[Start of Information supplied]

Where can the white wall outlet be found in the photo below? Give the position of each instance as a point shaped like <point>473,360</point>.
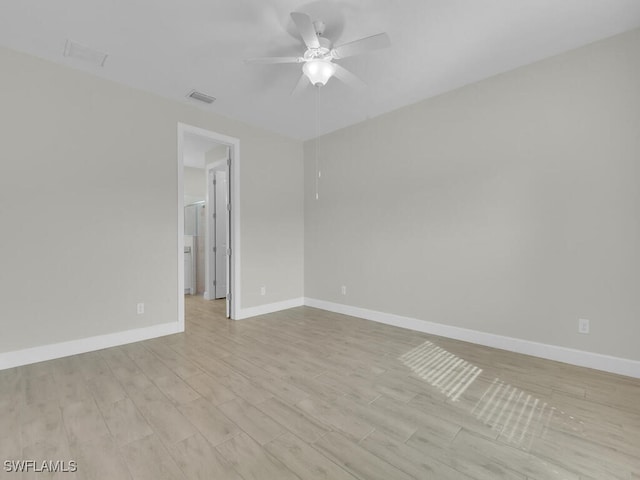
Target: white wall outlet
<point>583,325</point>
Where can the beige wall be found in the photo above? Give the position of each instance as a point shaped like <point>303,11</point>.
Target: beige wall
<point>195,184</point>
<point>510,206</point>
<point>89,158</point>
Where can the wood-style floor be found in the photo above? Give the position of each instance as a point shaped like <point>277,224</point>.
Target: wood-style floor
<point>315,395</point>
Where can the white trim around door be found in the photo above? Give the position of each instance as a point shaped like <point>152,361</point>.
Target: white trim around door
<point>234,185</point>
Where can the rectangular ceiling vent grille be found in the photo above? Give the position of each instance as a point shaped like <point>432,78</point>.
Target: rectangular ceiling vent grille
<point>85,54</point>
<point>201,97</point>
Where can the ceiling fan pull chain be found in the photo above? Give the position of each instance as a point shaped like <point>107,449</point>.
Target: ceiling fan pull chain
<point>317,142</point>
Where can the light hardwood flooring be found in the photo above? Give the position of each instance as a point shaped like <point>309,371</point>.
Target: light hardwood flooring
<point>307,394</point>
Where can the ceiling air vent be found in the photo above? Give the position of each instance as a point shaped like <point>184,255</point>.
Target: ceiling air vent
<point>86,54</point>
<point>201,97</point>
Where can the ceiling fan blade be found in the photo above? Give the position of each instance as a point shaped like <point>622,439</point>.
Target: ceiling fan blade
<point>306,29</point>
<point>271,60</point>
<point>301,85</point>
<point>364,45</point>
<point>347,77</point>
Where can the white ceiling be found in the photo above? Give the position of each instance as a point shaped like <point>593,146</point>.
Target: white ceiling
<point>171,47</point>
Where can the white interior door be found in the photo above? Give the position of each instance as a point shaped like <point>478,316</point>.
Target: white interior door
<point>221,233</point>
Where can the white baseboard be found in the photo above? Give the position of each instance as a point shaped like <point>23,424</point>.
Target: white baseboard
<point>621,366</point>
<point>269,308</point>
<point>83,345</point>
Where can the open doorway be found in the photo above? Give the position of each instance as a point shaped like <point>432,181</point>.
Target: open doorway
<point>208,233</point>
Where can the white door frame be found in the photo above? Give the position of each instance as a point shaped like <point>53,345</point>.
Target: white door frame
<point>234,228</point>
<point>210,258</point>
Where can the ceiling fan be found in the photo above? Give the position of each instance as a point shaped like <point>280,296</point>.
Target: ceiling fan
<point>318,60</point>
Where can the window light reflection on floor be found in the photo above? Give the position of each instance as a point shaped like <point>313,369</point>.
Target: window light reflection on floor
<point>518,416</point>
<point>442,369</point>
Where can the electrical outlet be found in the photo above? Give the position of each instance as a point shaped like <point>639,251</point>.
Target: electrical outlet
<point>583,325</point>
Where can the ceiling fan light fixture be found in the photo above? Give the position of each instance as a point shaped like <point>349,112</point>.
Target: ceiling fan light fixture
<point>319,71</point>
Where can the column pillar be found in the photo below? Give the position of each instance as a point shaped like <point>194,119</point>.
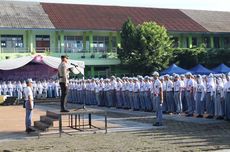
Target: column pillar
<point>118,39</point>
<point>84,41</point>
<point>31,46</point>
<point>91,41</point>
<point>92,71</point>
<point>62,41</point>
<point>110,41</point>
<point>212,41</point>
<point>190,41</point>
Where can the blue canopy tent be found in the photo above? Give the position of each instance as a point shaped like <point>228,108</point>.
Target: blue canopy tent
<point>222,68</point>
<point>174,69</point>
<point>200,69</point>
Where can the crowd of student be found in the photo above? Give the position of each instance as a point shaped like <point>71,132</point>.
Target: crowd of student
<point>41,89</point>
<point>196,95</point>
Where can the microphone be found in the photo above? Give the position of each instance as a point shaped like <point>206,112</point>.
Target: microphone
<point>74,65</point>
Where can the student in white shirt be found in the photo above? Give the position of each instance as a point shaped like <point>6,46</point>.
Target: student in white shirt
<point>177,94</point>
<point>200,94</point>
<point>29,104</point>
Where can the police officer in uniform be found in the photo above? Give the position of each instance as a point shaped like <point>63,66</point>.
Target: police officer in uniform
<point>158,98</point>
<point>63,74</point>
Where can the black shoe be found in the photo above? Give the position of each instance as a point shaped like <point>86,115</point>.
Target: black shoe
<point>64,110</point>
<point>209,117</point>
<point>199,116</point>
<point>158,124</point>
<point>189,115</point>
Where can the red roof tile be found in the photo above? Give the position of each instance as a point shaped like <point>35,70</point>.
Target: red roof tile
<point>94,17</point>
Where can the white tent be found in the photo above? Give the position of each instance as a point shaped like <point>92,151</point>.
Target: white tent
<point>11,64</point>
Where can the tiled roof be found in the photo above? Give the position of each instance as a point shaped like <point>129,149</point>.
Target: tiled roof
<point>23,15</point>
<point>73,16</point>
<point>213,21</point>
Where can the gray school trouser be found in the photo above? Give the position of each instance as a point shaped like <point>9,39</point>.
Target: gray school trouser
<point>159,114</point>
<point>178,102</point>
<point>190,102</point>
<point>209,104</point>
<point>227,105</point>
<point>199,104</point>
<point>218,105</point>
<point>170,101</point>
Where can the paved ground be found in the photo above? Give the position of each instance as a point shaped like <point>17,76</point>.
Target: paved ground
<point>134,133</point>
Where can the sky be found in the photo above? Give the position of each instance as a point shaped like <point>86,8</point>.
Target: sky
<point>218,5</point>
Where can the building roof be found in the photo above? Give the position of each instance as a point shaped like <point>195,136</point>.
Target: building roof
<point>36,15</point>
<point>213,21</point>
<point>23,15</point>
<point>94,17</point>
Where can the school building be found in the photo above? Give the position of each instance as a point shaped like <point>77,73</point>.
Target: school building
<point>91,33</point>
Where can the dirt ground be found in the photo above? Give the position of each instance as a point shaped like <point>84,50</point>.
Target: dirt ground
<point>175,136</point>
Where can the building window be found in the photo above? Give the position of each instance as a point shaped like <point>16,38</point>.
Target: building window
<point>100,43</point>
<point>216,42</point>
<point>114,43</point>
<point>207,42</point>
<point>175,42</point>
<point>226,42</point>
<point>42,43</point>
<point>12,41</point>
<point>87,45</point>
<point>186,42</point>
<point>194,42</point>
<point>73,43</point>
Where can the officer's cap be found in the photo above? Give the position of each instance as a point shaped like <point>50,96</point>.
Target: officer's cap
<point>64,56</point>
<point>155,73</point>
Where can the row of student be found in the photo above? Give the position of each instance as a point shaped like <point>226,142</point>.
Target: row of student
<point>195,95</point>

[End of Information supplied]
[Start of Information supplied]

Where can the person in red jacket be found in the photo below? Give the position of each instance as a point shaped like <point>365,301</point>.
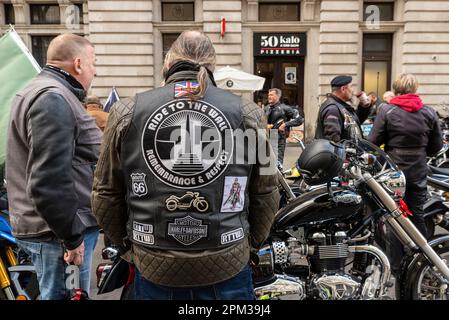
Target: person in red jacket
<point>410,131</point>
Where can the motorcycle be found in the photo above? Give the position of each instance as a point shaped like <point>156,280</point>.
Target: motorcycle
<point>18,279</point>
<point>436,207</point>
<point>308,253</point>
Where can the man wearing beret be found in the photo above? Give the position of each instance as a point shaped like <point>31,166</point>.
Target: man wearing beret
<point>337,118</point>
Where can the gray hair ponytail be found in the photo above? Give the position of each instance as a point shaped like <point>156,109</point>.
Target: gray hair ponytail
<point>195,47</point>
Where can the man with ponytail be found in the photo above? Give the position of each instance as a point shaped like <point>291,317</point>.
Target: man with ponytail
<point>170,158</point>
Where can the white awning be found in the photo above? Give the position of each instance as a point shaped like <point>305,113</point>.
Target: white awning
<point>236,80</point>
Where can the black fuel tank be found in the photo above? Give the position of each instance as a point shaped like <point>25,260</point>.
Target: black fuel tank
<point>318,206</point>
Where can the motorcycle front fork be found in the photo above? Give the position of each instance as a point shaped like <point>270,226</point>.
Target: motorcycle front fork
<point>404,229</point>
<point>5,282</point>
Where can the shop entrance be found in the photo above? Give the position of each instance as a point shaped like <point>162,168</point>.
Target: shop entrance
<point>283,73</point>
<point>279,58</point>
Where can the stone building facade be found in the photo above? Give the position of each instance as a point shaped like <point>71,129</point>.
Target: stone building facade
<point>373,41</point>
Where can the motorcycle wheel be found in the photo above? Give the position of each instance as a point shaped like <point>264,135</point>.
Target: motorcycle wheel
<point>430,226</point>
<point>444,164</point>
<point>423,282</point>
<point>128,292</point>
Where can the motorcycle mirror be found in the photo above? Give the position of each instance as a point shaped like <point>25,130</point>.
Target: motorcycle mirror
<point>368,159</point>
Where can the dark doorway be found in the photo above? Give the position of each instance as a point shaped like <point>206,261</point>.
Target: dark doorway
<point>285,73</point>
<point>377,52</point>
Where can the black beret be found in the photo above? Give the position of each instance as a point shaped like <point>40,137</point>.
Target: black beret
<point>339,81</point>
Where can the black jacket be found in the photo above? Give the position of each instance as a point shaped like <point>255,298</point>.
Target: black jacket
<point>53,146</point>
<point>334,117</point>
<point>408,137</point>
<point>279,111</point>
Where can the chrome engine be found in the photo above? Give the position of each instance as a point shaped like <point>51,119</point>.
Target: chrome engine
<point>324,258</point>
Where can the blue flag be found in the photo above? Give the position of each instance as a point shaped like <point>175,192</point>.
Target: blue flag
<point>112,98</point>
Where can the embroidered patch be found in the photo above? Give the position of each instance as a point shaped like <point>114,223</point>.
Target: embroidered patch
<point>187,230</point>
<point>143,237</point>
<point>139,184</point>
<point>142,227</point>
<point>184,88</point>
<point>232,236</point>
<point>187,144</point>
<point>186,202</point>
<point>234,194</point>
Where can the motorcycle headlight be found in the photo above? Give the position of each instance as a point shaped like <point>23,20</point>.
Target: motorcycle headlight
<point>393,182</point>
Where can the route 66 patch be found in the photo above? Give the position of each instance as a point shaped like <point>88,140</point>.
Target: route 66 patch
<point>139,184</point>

[End of Information supplied]

**What you will do**:
Rewrite everything from the line containing "Where can the student" down to the line containing "<point>189,115</point>", adding 53 to each coordinate in the answer points. Leave the sample point inside each "Where can" line unchanged.

**Written response**:
Where can the student in white shirt be found in the photo above? Give the position of each instance as a point shaped like <point>6,46</point>.
Target: student in white shirt
<point>230,147</point>
<point>253,147</point>
<point>82,157</point>
Where can the police officer in uniform be found in the photo above? Give the position of each instance as a point shaped like <point>63,66</point>.
Target: police officer in uniform
<point>211,151</point>
<point>116,127</point>
Where can the black shoe be found in the photo above? Give the position of each instance as a point shaped like <point>86,115</point>.
Target: black shoe
<point>117,163</point>
<point>262,170</point>
<point>252,169</point>
<point>211,177</point>
<point>242,168</point>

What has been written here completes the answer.